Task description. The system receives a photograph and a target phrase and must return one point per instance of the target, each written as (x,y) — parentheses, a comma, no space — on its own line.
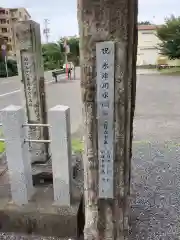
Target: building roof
(147,27)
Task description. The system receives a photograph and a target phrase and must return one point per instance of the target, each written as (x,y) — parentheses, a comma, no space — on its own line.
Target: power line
(46,29)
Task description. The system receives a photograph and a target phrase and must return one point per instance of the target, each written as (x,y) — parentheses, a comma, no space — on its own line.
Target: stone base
(40,216)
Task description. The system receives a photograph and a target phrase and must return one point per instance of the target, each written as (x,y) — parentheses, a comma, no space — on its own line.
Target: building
(147,53)
(8,18)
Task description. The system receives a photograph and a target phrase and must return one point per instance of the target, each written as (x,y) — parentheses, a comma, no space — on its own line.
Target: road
(156,149)
(65,92)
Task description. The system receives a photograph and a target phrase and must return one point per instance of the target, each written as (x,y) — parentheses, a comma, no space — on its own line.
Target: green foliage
(54,53)
(169,34)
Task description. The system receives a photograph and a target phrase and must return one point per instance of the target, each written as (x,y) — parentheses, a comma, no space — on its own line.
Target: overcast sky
(62,13)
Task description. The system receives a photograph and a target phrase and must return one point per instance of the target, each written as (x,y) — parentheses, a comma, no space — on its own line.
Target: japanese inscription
(105,115)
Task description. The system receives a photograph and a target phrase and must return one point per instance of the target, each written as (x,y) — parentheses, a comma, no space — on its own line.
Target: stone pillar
(30,65)
(17,152)
(59,120)
(107,171)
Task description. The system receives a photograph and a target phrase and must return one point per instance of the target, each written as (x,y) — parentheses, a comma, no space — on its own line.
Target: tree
(115,21)
(169,34)
(144,23)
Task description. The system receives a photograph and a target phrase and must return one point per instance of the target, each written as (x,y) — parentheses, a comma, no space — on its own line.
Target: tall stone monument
(30,65)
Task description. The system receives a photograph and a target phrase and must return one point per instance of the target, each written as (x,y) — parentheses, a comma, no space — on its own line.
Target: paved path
(155,211)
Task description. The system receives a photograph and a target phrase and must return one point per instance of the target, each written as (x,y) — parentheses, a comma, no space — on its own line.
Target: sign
(105,115)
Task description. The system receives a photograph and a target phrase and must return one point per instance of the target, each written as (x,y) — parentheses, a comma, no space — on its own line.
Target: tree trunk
(99,21)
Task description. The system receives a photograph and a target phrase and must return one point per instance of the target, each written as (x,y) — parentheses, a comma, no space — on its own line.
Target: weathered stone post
(18,156)
(108,43)
(60,135)
(30,64)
+--
All the records need to be repeated exactly, with the images dropped.

Task description. The system receives a photograph and a target phrase and must return one point per instance of the target, each written as (x,y) — parentheses, a comma, no space — on its own line.
Target: building roof
(147,27)
Task description. The system receives a photograph and a target phrase and must return one point per instance of the target, each written as (x,y) — parentheses, a comma, no space — on its own line.
Target: power line
(46,29)
Task description. The system receives a photograph and a target phrase and must return one point per instance of the target, each written as (x,y) — parentheses, a comma, no space — on its own line.
Target: stone base
(40,216)
Task description. The system receives a photograph and a target phrase and must return one point per instance of the target, each written as (x,y) — parentheses, a comma, no space — on its own line.
Target: building
(147,53)
(8,18)
Task description. The system receives a photograph and a target phrase and must return one point per instance of the target, each written as (x,y) — parentheses, a comma, no space — on its own line.
Target: road
(156,149)
(65,92)
Task description. The system receives a photograph and a target phrase and must return one point per instance of the target, each written as (x,y) — parentheses, a comma, no space — on its own line.
Target: green foliage
(54,53)
(169,34)
Task description. The system receives a photograph and a target phrase and must return one point per instance of the target, each written as (x,y) — parentheses, a comma, no space — on its own line.
Target: overcast sky
(62,13)
Task description. The system receives a photograph and a target phrase and must return one point per instance of the target, each written as (x,y) — parentheses, a comma, no space — on its own line.
Target: japanese inscription
(105,115)
Task description. The system receives a photograph and a target phrase and must return one point per instance of the target, each written as (x,y) — parentheses, a comma, no space — on its own line.
Target: stone pillar
(30,65)
(17,152)
(59,120)
(107,171)
Task description. The system receives a photograph and a target phrase and must return one point per instance of the target, each written as (x,y) — parentheses, a comma, no space — on its own line.
Target: tree
(115,21)
(169,34)
(144,23)
Task description. The system receives a photograph and a target phrase and must return one point per instance of the target, each written as (x,y) — parentheses, a comma, no space — on its own line.
Target: tall stone monument
(30,65)
Task description. The system receives a photograph and a target phrase and must return one point per instance of the target, each written as (x,y) — parentheses, a comma, no space — on its own line.
Target: paved path
(155,211)
Task description. The system receives a photograph and a target phrase and must return one point per instance of the target, each written as (x,y) — parentheses, a comma, no space — on its own line.
Target: sign
(105,115)
Task description. The system receives a photograph and a target phrase and must return one point per instance of the target, each written as (x,y) — parentheses, a comma, no space — on its own line.
Target: tree trunk
(99,21)
Task description. The system receives a photograph and a target phrase and must return one point per instance of the target, each written as (x,y) — parentheses, a comma, no space — on its own line.
Target: weathered stone post
(18,156)
(108,43)
(60,135)
(30,64)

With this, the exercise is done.